### Work request:
Write the next part of the post about Geron, Incyte, and imetelstat, continuing from its last sentence.

### Text section:

"""

Posted this with a link to an article explaining it on Facebook, this is my Facebook post: "This is what is kind of "ugly" on the Wall Street "Cancer Wars." You all know I am invested in Geron which has the only drug that has ever been shown to cause remission in the type of blood cancer it is battling. Meanwhile, Incyte Corporation has been around for a while, they're already got an approved drug that improves the cancer symptoms in people who have the cancer, but can't do squat to cure it. In an ideal world, this would be a double victory, one research effort is finding a cure, the other is helping the symptoms. But under capitalism, this all just sucks. Everyone is framing this up as Geron vs. Incyte and it's all about, "Who will win?" "Will it be Geron's drug that appears to be delivering a cure to some people, or will it be Incyte that delivers relief?" I honestly HATE this, but this is the big debate we're in. I honestly say, that maybe there's a bit of mutual room here because although Geron is pretty impressive with Imetelsat, we're not close to 100% cures and while Incyte has impressive symptom relief, they've never cured a person. I just don't like how it's a battle between the two companies on Wall Street rather than a story on how both companies have both made breakthroughs and people suffering from the disease are going to win on two fronts..."
There are advantages to collaboration. Let us consider Gilead Sciences, or Celgene, or Amgen and not dwell on Incyte. With the right partnership or buy out, which I would support as a shareholder, imetelstat could be a winner in a win-win scenario.

"""

(Records from a data source)
"""

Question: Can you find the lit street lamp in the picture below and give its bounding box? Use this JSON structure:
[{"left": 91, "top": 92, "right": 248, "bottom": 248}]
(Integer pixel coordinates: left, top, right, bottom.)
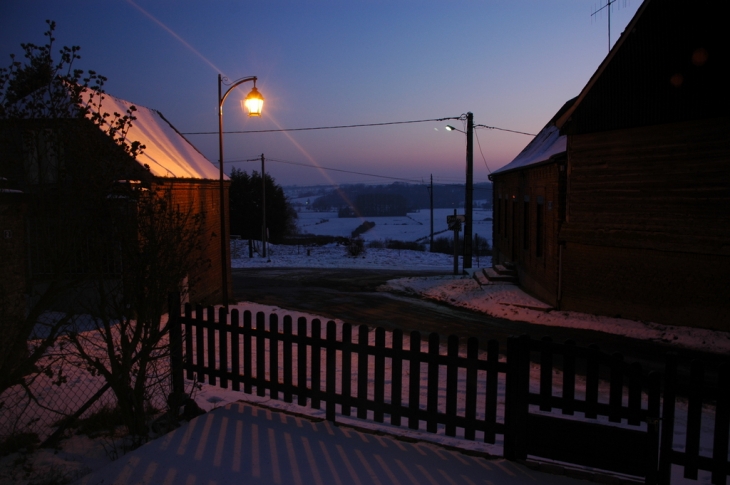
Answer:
[
  {"left": 218, "top": 74, "right": 264, "bottom": 307},
  {"left": 446, "top": 112, "right": 474, "bottom": 270}
]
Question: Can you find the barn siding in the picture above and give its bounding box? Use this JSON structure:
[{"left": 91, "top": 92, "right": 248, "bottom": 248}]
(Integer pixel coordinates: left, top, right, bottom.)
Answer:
[
  {"left": 492, "top": 161, "right": 565, "bottom": 305},
  {"left": 561, "top": 242, "right": 730, "bottom": 331},
  {"left": 560, "top": 118, "right": 730, "bottom": 331}
]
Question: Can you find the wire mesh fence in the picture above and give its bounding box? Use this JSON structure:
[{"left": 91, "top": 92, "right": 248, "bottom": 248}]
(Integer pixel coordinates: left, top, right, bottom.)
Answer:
[{"left": 0, "top": 315, "right": 169, "bottom": 443}]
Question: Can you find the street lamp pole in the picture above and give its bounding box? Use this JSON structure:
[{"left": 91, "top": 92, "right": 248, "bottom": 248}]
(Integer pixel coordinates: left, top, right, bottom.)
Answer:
[
  {"left": 446, "top": 112, "right": 474, "bottom": 270},
  {"left": 464, "top": 112, "right": 474, "bottom": 269},
  {"left": 218, "top": 74, "right": 264, "bottom": 307}
]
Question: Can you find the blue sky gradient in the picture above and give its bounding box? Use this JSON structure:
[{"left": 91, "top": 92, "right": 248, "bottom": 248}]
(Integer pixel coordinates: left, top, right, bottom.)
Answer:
[{"left": 0, "top": 0, "right": 641, "bottom": 185}]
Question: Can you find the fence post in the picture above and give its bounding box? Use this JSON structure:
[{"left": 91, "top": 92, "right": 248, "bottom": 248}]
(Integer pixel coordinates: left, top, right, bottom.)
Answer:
[
  {"left": 712, "top": 362, "right": 730, "bottom": 485},
  {"left": 658, "top": 353, "right": 677, "bottom": 485},
  {"left": 325, "top": 320, "right": 337, "bottom": 423},
  {"left": 167, "top": 292, "right": 187, "bottom": 417},
  {"left": 504, "top": 335, "right": 530, "bottom": 460}
]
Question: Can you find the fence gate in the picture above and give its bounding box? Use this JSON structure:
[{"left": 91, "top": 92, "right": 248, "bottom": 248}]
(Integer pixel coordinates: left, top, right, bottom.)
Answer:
[{"left": 504, "top": 336, "right": 659, "bottom": 483}]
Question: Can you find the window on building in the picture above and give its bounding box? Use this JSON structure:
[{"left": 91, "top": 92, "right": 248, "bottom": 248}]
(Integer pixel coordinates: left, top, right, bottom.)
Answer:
[
  {"left": 23, "top": 129, "right": 61, "bottom": 184},
  {"left": 494, "top": 196, "right": 502, "bottom": 234},
  {"left": 535, "top": 197, "right": 545, "bottom": 258}
]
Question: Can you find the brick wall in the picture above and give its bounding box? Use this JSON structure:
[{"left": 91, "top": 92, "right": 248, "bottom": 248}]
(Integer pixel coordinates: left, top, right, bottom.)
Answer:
[
  {"left": 0, "top": 193, "right": 27, "bottom": 317},
  {"left": 160, "top": 180, "right": 232, "bottom": 304}
]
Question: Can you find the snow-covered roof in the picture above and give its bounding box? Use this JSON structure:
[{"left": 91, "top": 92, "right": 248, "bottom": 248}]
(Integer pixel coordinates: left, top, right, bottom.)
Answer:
[
  {"left": 82, "top": 94, "right": 220, "bottom": 179},
  {"left": 492, "top": 98, "right": 577, "bottom": 174},
  {"left": 492, "top": 123, "right": 568, "bottom": 174}
]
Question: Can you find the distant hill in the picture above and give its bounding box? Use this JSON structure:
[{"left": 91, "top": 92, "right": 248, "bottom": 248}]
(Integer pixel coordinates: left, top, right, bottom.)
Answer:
[{"left": 284, "top": 182, "right": 492, "bottom": 211}]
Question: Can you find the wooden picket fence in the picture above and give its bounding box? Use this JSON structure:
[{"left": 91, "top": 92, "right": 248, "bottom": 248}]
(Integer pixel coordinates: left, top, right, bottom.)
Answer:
[{"left": 170, "top": 294, "right": 730, "bottom": 484}]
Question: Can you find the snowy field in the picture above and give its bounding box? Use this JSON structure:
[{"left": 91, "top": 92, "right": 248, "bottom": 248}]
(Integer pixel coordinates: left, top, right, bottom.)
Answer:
[
  {"left": 0, "top": 211, "right": 730, "bottom": 484},
  {"left": 231, "top": 209, "right": 730, "bottom": 355},
  {"left": 297, "top": 208, "right": 492, "bottom": 246}
]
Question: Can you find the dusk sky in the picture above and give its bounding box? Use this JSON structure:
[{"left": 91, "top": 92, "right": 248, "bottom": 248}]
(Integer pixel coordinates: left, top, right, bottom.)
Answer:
[{"left": 0, "top": 0, "right": 641, "bottom": 185}]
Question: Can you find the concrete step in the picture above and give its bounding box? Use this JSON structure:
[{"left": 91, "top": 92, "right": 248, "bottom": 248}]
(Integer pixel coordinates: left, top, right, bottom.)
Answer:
[
  {"left": 482, "top": 268, "right": 517, "bottom": 284},
  {"left": 494, "top": 264, "right": 517, "bottom": 276}
]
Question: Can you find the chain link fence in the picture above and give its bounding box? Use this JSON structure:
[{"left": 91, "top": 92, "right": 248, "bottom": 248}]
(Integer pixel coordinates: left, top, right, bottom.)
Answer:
[{"left": 0, "top": 315, "right": 169, "bottom": 447}]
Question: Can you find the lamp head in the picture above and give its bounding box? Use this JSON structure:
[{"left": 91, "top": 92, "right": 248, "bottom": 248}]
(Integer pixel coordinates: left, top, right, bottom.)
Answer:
[{"left": 241, "top": 86, "right": 264, "bottom": 116}]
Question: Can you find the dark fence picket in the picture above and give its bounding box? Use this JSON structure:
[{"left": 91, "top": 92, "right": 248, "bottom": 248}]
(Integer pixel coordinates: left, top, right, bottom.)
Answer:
[
  {"left": 195, "top": 305, "right": 205, "bottom": 382},
  {"left": 562, "top": 340, "right": 575, "bottom": 416},
  {"left": 712, "top": 363, "right": 730, "bottom": 485},
  {"left": 373, "top": 327, "right": 385, "bottom": 423},
  {"left": 243, "top": 310, "right": 253, "bottom": 394},
  {"left": 297, "top": 317, "right": 308, "bottom": 406},
  {"left": 408, "top": 330, "right": 421, "bottom": 429},
  {"left": 281, "top": 315, "right": 294, "bottom": 403},
  {"left": 341, "top": 323, "right": 352, "bottom": 416},
  {"left": 628, "top": 362, "right": 642, "bottom": 426},
  {"left": 205, "top": 306, "right": 216, "bottom": 386},
  {"left": 230, "top": 309, "right": 245, "bottom": 391},
  {"left": 608, "top": 353, "right": 624, "bottom": 423},
  {"left": 390, "top": 328, "right": 404, "bottom": 426},
  {"left": 175, "top": 304, "right": 730, "bottom": 484},
  {"left": 216, "top": 307, "right": 231, "bottom": 389},
  {"left": 266, "top": 313, "right": 280, "bottom": 399},
  {"left": 254, "top": 312, "right": 266, "bottom": 396},
  {"left": 585, "top": 344, "right": 599, "bottom": 419},
  {"left": 426, "top": 332, "right": 440, "bottom": 433},
  {"left": 184, "top": 303, "right": 197, "bottom": 381},
  {"left": 658, "top": 353, "right": 677, "bottom": 485},
  {"left": 484, "top": 340, "right": 499, "bottom": 444},
  {"left": 444, "top": 335, "right": 459, "bottom": 436},
  {"left": 540, "top": 337, "right": 553, "bottom": 411},
  {"left": 309, "top": 318, "right": 322, "bottom": 409},
  {"left": 464, "top": 337, "right": 479, "bottom": 440},
  {"left": 684, "top": 360, "right": 705, "bottom": 480},
  {"left": 357, "top": 325, "right": 368, "bottom": 419},
  {"left": 325, "top": 320, "right": 337, "bottom": 422}
]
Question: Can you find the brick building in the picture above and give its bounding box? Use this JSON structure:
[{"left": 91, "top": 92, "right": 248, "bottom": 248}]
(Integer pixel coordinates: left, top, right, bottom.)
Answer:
[
  {"left": 494, "top": 0, "right": 730, "bottom": 331},
  {"left": 0, "top": 89, "right": 231, "bottom": 312}
]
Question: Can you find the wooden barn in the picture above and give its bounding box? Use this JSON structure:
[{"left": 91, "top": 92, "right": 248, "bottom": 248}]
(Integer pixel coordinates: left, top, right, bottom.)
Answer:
[
  {"left": 489, "top": 100, "right": 574, "bottom": 305},
  {"left": 493, "top": 0, "right": 730, "bottom": 331},
  {"left": 0, "top": 87, "right": 231, "bottom": 310}
]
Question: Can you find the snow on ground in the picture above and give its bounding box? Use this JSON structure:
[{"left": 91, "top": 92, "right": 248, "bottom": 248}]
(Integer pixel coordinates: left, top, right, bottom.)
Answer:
[
  {"left": 297, "top": 208, "right": 492, "bottom": 245},
  {"left": 231, "top": 241, "right": 730, "bottom": 354},
  {"left": 0, "top": 211, "right": 730, "bottom": 484}
]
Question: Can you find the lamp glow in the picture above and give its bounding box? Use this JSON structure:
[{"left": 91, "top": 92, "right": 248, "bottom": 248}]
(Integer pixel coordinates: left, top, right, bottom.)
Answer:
[{"left": 241, "top": 86, "right": 264, "bottom": 116}]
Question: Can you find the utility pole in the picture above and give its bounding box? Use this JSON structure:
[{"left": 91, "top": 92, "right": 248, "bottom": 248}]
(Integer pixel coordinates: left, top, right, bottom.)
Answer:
[
  {"left": 261, "top": 153, "right": 266, "bottom": 258},
  {"left": 464, "top": 112, "right": 474, "bottom": 270},
  {"left": 591, "top": 0, "right": 616, "bottom": 52},
  {"left": 428, "top": 174, "right": 433, "bottom": 252}
]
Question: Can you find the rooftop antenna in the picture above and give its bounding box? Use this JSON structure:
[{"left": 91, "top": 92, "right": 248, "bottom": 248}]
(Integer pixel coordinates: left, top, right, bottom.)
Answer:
[{"left": 591, "top": 0, "right": 616, "bottom": 52}]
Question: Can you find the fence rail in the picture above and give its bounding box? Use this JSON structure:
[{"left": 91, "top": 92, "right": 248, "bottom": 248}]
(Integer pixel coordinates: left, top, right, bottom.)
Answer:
[
  {"left": 171, "top": 294, "right": 730, "bottom": 484},
  {"left": 182, "top": 305, "right": 507, "bottom": 443}
]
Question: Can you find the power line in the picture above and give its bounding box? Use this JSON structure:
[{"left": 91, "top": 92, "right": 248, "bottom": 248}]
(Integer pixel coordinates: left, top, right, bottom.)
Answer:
[
  {"left": 227, "top": 157, "right": 423, "bottom": 184},
  {"left": 226, "top": 157, "right": 490, "bottom": 184},
  {"left": 474, "top": 125, "right": 537, "bottom": 136},
  {"left": 182, "top": 116, "right": 459, "bottom": 135}
]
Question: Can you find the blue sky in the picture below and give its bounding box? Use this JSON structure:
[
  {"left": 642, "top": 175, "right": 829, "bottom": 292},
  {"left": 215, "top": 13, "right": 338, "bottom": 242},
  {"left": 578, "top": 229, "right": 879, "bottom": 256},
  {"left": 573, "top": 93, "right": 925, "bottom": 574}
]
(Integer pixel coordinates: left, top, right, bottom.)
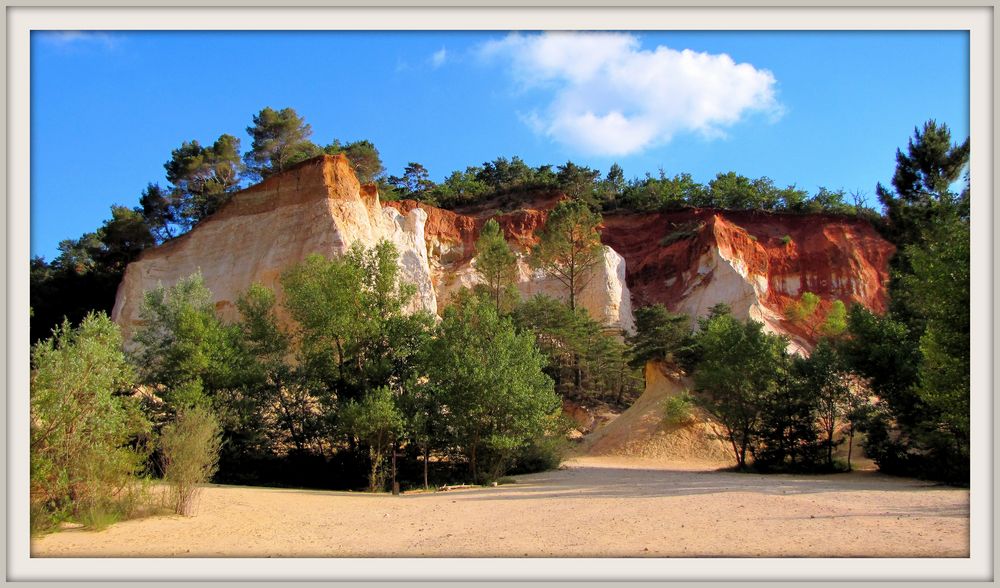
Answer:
[{"left": 31, "top": 31, "right": 969, "bottom": 260}]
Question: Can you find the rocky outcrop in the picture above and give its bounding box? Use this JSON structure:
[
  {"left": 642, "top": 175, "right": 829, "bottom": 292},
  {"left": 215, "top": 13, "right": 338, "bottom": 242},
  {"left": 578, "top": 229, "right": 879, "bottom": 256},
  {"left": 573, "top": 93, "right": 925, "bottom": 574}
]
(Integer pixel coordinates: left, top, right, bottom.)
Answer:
[
  {"left": 113, "top": 156, "right": 894, "bottom": 350},
  {"left": 602, "top": 210, "right": 895, "bottom": 351},
  {"left": 112, "top": 156, "right": 634, "bottom": 338},
  {"left": 577, "top": 362, "right": 732, "bottom": 465}
]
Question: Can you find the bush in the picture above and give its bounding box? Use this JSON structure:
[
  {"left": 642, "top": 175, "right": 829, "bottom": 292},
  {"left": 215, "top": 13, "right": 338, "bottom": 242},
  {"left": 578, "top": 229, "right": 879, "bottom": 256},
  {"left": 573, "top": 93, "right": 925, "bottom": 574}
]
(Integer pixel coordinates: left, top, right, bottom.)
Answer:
[
  {"left": 160, "top": 406, "right": 221, "bottom": 515},
  {"left": 30, "top": 313, "right": 150, "bottom": 532},
  {"left": 663, "top": 390, "right": 694, "bottom": 425}
]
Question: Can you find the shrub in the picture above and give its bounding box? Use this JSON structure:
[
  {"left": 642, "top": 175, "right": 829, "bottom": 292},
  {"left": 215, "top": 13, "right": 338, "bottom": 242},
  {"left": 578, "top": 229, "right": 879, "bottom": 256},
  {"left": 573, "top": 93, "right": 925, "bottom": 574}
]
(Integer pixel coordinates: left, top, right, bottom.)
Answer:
[
  {"left": 663, "top": 390, "right": 694, "bottom": 425},
  {"left": 160, "top": 406, "right": 221, "bottom": 515},
  {"left": 30, "top": 313, "right": 149, "bottom": 532}
]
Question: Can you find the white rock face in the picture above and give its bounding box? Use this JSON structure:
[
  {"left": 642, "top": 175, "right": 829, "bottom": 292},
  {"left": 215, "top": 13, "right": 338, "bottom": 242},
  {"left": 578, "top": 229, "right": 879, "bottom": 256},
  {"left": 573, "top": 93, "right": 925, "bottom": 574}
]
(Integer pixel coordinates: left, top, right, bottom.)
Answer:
[
  {"left": 518, "top": 245, "right": 635, "bottom": 335},
  {"left": 676, "top": 231, "right": 805, "bottom": 354},
  {"left": 376, "top": 207, "right": 437, "bottom": 313},
  {"left": 112, "top": 157, "right": 635, "bottom": 339},
  {"left": 112, "top": 157, "right": 437, "bottom": 338},
  {"left": 428, "top": 246, "right": 635, "bottom": 335}
]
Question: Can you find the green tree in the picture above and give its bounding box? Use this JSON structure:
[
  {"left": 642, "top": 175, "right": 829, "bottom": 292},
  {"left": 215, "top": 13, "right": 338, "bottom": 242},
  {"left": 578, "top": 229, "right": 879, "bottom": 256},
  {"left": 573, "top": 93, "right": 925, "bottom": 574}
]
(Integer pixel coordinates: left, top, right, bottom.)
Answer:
[
  {"left": 389, "top": 161, "right": 434, "bottom": 200},
  {"left": 134, "top": 273, "right": 232, "bottom": 414},
  {"left": 627, "top": 304, "right": 692, "bottom": 368},
  {"left": 323, "top": 139, "right": 385, "bottom": 184},
  {"left": 530, "top": 200, "right": 604, "bottom": 309},
  {"left": 556, "top": 161, "right": 601, "bottom": 206},
  {"left": 341, "top": 386, "right": 404, "bottom": 492},
  {"left": 428, "top": 296, "right": 560, "bottom": 481},
  {"left": 160, "top": 406, "right": 222, "bottom": 515},
  {"left": 876, "top": 120, "right": 969, "bottom": 247},
  {"left": 597, "top": 163, "right": 626, "bottom": 210},
  {"left": 795, "top": 340, "right": 852, "bottom": 469},
  {"left": 819, "top": 300, "right": 847, "bottom": 337},
  {"left": 901, "top": 219, "right": 971, "bottom": 476},
  {"left": 90, "top": 206, "right": 155, "bottom": 275},
  {"left": 213, "top": 284, "right": 294, "bottom": 462},
  {"left": 243, "top": 107, "right": 323, "bottom": 180},
  {"left": 139, "top": 184, "right": 180, "bottom": 243},
  {"left": 694, "top": 309, "right": 788, "bottom": 469},
  {"left": 30, "top": 313, "right": 149, "bottom": 530},
  {"left": 430, "top": 167, "right": 492, "bottom": 208},
  {"left": 475, "top": 219, "right": 517, "bottom": 312},
  {"left": 785, "top": 292, "right": 819, "bottom": 332},
  {"left": 512, "top": 294, "right": 642, "bottom": 405}
]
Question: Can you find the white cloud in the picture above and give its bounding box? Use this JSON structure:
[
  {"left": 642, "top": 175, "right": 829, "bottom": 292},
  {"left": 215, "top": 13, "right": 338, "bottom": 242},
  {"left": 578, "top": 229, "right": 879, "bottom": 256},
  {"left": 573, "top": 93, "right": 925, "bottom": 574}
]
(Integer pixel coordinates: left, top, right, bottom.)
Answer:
[
  {"left": 33, "top": 31, "right": 118, "bottom": 49},
  {"left": 431, "top": 47, "right": 448, "bottom": 69},
  {"left": 479, "top": 32, "right": 782, "bottom": 156}
]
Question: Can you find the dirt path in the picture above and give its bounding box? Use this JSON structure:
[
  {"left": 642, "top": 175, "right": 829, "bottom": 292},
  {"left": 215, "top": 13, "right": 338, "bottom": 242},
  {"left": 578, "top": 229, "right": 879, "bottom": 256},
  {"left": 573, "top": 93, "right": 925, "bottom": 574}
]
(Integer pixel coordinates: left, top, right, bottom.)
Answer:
[{"left": 31, "top": 458, "right": 969, "bottom": 557}]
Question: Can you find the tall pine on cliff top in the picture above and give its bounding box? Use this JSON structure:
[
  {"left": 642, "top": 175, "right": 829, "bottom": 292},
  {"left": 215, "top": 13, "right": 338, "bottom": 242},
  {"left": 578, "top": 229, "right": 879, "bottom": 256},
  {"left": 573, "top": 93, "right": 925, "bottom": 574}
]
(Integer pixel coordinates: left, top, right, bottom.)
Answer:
[
  {"left": 243, "top": 107, "right": 323, "bottom": 179},
  {"left": 476, "top": 219, "right": 517, "bottom": 312},
  {"left": 531, "top": 200, "right": 604, "bottom": 310},
  {"left": 847, "top": 120, "right": 970, "bottom": 483}
]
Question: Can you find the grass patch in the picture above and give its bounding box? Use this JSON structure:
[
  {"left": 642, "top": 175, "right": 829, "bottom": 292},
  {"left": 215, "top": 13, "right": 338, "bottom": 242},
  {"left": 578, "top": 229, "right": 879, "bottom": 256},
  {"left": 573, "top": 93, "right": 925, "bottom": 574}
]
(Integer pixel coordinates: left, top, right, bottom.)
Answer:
[{"left": 663, "top": 390, "right": 694, "bottom": 425}]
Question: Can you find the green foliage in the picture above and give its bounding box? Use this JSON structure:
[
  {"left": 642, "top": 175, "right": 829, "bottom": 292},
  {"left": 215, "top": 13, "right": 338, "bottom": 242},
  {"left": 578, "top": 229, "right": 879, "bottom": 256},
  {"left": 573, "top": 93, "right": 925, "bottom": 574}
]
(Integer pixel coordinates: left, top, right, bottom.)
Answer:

"""

### Written response:
Throw in the market share consideration that pharmas often follow instead of efficacy, and you have something that the FDA has to alter through regulations. Even packaging can add to costs, and that is done just for marketing purposes without considering the addition to health care costs. This market share problem, plus the costs of clinical trials are the likely reasons that Geron has abandoned studies of solid tumors at least for now.
The current issue with GERN and Imetelstat is the publication of their Path Forward.
There are plenty of questions and few answers right now.
There is also lots of additional human testing before Imetelstat is approved to market.
Once Geron can figure out the common denominator that made the 41% receptive to treatment geron will be over twice as attractive. That day will come beleive me. Hopefully sooner than later.
Sentiment: Strong Buy
Mayo (also Hopkins, Cleveland, etc.) is an independent clinic, and is in a position to combine drugs, if that seems promising. Cancer is not one disease, but many that are capable of mutating. This is early days, and all combinations (symptoms, remissions, cures), and relations are possible. I believe that capitalism makes "coming together" more likely.